[Work task]
A word-for-word transcript of every entry is required.

#### Data excerpts ####

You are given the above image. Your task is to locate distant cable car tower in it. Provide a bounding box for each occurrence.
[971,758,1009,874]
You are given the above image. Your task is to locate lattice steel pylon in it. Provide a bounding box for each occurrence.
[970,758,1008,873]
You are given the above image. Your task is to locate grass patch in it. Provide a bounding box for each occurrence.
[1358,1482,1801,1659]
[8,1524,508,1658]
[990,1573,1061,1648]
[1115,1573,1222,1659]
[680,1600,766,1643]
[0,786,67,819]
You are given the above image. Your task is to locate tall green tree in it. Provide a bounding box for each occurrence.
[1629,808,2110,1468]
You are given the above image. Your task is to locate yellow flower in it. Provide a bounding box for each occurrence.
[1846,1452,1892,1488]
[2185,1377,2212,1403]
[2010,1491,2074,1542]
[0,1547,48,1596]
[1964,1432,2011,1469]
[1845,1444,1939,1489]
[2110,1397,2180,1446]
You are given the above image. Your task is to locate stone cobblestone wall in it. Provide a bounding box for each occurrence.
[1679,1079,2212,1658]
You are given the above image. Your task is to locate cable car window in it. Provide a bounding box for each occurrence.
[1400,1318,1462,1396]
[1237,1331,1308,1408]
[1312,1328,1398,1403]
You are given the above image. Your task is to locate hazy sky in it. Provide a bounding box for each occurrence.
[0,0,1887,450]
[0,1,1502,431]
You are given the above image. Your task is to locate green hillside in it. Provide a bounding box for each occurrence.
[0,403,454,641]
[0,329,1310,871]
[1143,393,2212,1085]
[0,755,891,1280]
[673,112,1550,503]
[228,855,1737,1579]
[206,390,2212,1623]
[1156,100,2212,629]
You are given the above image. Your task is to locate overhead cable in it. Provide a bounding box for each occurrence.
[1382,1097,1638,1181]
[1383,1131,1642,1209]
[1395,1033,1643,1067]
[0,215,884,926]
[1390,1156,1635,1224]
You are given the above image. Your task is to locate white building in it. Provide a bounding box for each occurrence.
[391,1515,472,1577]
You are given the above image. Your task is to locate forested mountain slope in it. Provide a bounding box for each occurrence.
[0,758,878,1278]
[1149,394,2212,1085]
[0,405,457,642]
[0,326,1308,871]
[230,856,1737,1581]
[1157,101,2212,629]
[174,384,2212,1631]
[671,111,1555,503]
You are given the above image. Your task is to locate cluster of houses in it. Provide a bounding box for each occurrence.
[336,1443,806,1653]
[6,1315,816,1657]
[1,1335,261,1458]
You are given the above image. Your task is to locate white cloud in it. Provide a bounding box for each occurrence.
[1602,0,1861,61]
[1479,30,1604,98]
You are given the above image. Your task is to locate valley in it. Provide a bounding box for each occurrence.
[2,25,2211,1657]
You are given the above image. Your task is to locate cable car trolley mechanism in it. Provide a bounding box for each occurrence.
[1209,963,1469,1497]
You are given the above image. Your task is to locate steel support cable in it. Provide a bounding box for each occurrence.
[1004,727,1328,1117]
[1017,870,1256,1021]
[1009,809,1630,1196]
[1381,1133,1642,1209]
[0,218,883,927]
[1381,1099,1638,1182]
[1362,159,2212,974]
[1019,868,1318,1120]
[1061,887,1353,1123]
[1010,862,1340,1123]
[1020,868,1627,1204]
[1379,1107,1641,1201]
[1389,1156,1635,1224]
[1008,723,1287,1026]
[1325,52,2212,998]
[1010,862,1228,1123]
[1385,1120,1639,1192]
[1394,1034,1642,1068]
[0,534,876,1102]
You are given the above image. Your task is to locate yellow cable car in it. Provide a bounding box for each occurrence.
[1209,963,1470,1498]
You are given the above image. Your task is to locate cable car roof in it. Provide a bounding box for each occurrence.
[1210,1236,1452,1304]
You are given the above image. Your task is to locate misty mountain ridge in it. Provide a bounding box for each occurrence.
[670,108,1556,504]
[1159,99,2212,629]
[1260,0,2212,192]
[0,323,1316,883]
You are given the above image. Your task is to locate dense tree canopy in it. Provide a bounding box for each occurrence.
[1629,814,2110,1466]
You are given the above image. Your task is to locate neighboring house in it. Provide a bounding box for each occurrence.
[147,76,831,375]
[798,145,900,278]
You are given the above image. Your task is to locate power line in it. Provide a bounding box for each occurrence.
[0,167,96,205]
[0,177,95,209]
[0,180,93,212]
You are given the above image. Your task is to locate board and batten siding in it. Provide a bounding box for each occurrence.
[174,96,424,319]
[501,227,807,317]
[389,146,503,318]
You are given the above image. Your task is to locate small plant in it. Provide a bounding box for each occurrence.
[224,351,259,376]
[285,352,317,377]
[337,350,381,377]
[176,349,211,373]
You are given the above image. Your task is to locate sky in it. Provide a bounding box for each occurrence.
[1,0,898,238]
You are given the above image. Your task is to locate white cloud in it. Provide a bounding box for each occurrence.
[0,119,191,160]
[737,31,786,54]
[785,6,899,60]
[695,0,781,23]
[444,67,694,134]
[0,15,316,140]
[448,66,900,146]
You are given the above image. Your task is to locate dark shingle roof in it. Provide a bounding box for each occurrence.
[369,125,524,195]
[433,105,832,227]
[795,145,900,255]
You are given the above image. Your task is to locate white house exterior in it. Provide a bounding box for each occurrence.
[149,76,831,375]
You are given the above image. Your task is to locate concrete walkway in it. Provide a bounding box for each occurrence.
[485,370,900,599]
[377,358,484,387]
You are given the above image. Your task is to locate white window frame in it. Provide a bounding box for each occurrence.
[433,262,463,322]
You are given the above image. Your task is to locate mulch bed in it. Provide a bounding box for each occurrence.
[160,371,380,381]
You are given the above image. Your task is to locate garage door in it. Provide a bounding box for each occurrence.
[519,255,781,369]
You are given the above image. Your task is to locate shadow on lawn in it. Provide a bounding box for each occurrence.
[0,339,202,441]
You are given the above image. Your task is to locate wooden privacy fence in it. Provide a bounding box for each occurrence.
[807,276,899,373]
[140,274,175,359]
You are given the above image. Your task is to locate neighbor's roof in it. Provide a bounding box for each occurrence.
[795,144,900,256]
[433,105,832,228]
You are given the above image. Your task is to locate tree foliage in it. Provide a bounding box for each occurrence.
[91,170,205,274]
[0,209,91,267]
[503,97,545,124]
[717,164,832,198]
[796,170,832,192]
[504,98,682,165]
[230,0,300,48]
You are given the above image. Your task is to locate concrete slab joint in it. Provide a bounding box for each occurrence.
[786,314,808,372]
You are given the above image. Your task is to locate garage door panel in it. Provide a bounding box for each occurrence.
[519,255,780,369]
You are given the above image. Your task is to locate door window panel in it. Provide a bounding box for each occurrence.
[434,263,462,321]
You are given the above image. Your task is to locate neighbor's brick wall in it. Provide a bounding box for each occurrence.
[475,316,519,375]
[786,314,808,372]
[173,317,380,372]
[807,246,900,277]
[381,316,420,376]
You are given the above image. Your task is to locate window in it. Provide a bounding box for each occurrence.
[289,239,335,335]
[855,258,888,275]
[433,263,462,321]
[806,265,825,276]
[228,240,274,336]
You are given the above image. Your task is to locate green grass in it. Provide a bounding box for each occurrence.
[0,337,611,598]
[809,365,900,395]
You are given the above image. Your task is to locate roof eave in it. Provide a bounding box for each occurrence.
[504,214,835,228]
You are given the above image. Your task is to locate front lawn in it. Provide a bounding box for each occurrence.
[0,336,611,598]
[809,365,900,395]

####

[Output]
You are given the above image. Your task is to locate distant cable car tower in it. Provide a bounding box for each occurrence.
[971,758,1009,874]
You are given the above image. Your task is to locate lattice steel pylon in it. Provide a bounding box for each occurrence.
[970,758,1008,873]
You are given the above image. Your task is to locate grass patch in it. Provide a bounding box for each occurrence.
[1358,1482,1801,1659]
[8,1524,508,1658]
[990,1573,1061,1648]
[1115,1573,1222,1659]
[680,1600,766,1643]
[0,786,67,819]
You are given the above image. Your task is to locate tall green tree in it. Provide a bounding box for each occurrence.
[1629,808,2110,1468]
You are given the above image. Your task is to locate yellow flower in it. Provide a bounding box for each occurrence.
[1846,1452,1892,1488]
[2185,1377,2212,1403]
[2010,1491,2074,1542]
[0,1547,48,1596]
[1964,1432,2011,1469]
[1845,1444,1939,1489]
[2110,1397,2180,1446]
You are given the above image. Your task is to locate stone cobblestone wall in it. Provide a bounding box for each occurrence.
[1679,1079,2212,1658]
You are given the above image. Your task is to locate cable car window in it. Provide a bounding box for each occurrence.
[1400,1318,1462,1396]
[1237,1331,1308,1408]
[1312,1328,1398,1403]
You are given the above image. Your task is to locate hazy sky in it. Provide a bounding box for each occurrence.
[0,0,1887,450]
[0,1,1502,431]
You are given the above image. Your task is to locate green hillside in it. Provide a bounding box for each occurrence.
[0,403,454,641]
[0,329,1310,871]
[1143,393,2212,1085]
[0,755,891,1280]
[673,112,1550,503]
[228,855,1737,1579]
[206,390,2212,1623]
[1156,100,2212,629]
You are given the above image. Your task is to locate overhead cable in it. Provide a bounding box for each occurrence.
[1382,1097,1638,1181]
[1383,1131,1642,1209]
[1395,1033,1643,1067]
[0,215,884,926]
[1390,1156,1635,1224]
You are given the above image. Your task is to locate white building in it. Provide a bounding box for each occurrence.
[391,1515,472,1577]
You are given the above image. Your task is to locate forested mountain slope in it. Provide a bounding box for each occurrence.
[0,758,878,1278]
[1149,394,2212,1085]
[0,405,457,642]
[0,326,1308,871]
[230,856,1737,1581]
[1157,101,2212,629]
[174,384,2212,1631]
[671,111,1555,503]
You are given the above image. Your task is to locate cluster of houses in it. Provide a bounding box for each occurrence.
[336,1443,806,1653]
[6,1315,816,1657]
[1,1335,261,1458]
You are given the above image. Your task is to locate white cloud in it. Provide a bounding box for each occurrence.
[1602,0,1861,61]
[1479,30,1604,98]
You are given the above image. Your task is to locate valley in it. Provide a bounding box for each occurrence.
[2,25,2211,1657]
You are given the above image. Your task is to locate cable car trolley mechanism in it. Provide a bounding box for each occurrence.
[1209,963,1469,1497]
You are given the above image. Your task is to locate steel support cable in it. Provide a bounding box for each occurrence.
[1004,727,1328,1117]
[1017,870,1256,1021]
[1009,809,1630,1196]
[1381,1133,1642,1209]
[0,218,883,927]
[1381,1099,1638,1182]
[1362,159,2212,974]
[1019,868,1318,1120]
[1061,887,1353,1123]
[1010,862,1340,1123]
[1020,868,1627,1204]
[1379,1107,1641,1201]
[1389,1156,1635,1224]
[1008,723,1287,1026]
[1325,52,2212,998]
[1010,862,1228,1123]
[1385,1120,1639,1192]
[1394,1034,1642,1068]
[0,534,876,1102]
You are given the above image. Your task is to locate yellow cable car in it. Provide a bounding box for each occurrence.
[1209,963,1470,1498]
You are given the above image. Your task is to locate cable car roof in it. Provide a bounding box for each occurrence.
[1210,1236,1452,1304]
You are given the above image. Your task is to locate misty mountain ridge in it. Provide a bounding box for each occurrence.
[670,108,1556,504]
[1159,99,2212,629]
[1260,0,2212,192]
[0,323,1316,883]
You are given the above image. Your task is to locate dense tree canopy in it. Provide a bounding box for each occurrence.
[1629,814,2110,1466]
You are given the above image. Your task is to locate neighboring house in it. Provide a bounding box for each occurrence.
[147,76,831,375]
[798,145,900,278]
You are given the above image. Your task is to locate power line in it. Provide a bounding box for each occurrence.
[0,167,96,205]
[0,177,95,209]
[0,180,93,212]
You are given the above image. Your task is to locate board and batten siding in it. Provide a bounding box for each occurrence.
[174,96,424,319]
[501,227,807,317]
[389,146,503,318]
You are given the above image. Your task is to locate small plant in it. Provide a bounding box for each occurrence.
[224,351,259,376]
[285,352,317,377]
[337,350,381,377]
[176,349,211,373]
You are given the above image. Your task is to locate sky in it. Provide a bounding box for each occurrence.
[1,0,898,238]
You are given the above image. Your task is to locate white cloud in it. Provide a bounding box for each occurrence.
[0,119,191,160]
[737,31,786,54]
[785,6,899,60]
[695,0,781,23]
[444,67,694,134]
[0,15,316,140]
[448,66,900,146]
You are given the above image. Your task is to locate dark shingle roof in it. Provide a bounding box for each occurrence.
[369,125,524,195]
[433,105,832,227]
[795,145,900,255]
You are given the above image. Your task is to locate white house exterior in it. Provide a bounding box for each occurrence.
[149,76,831,375]
You are given the above image. Your task is to locate concrete walkway in it. Provide a bounding box for each occurrence.
[485,370,900,599]
[377,358,484,387]
You are given the above image. Your task is to locate white window frame in it. Provide a bounding box for each occurrence.
[433,262,463,322]
You are given the above image. Your task is to locate mulch bed in it. Provide a bounding box for each occurrence.
[160,371,380,381]
You are given the above image. Your task is to locate garage door in it. Provide a bounding box for each occurrence.
[519,255,781,369]
You are given the above image. Your task is to locate shadow on lawn in it. Provide a bounding box for each occurrence.
[0,339,202,441]
You are given the above image. Your task is to locate wooden privacy fence in it. Provide a bounding box for each occurrence.
[807,276,899,373]
[140,274,175,359]
You are given the above image. Your task is to locate neighbor's roof in it. Provide a bounding box for each occurrence.
[795,144,900,256]
[433,105,832,228]
You are given the above image. Your task is to locate tree foliage in it. Provide a bounding box for each occurrence.
[91,170,205,274]
[0,209,91,267]
[503,97,545,124]
[717,164,832,198]
[796,170,832,192]
[504,98,682,165]
[230,0,300,48]
You are given the above image. Your task is to locate concrete slab joint in it. Provide a bounding box for each occurrence.
[786,314,808,372]
You are given the above image. Your task is to locate garage door panel in it. Provide a bounding box for each occurrence.
[519,255,780,369]
You are given the above image. Your task is to locate door window panel in it. Provide a bounding box for each occurrence.
[434,263,462,321]
You are given the above image. Your task is to locate neighbor's brick wall in it. Provide a bounding box for each occurrence.
[475,316,519,375]
[786,314,808,372]
[173,317,380,372]
[807,246,900,277]
[381,316,420,376]
You are given the above image. Your task is to locate window in it. Provide a bounding box for each occurrence.
[289,239,335,335]
[855,258,888,275]
[433,263,462,321]
[806,265,825,276]
[228,240,274,336]
You are given the above image. Your task is to locate green grass in it. Provide a bounding box for each occurrence.
[0,337,611,598]
[809,365,900,395]
You are given the above image. Your task is to locate roof eave in it. Provide a bounding box for each occurrence.
[504,214,835,228]
You are given the above image. Your task is to locate front lawn in it. Provide a bounding box for each occurrence.
[0,336,611,598]
[809,365,900,395]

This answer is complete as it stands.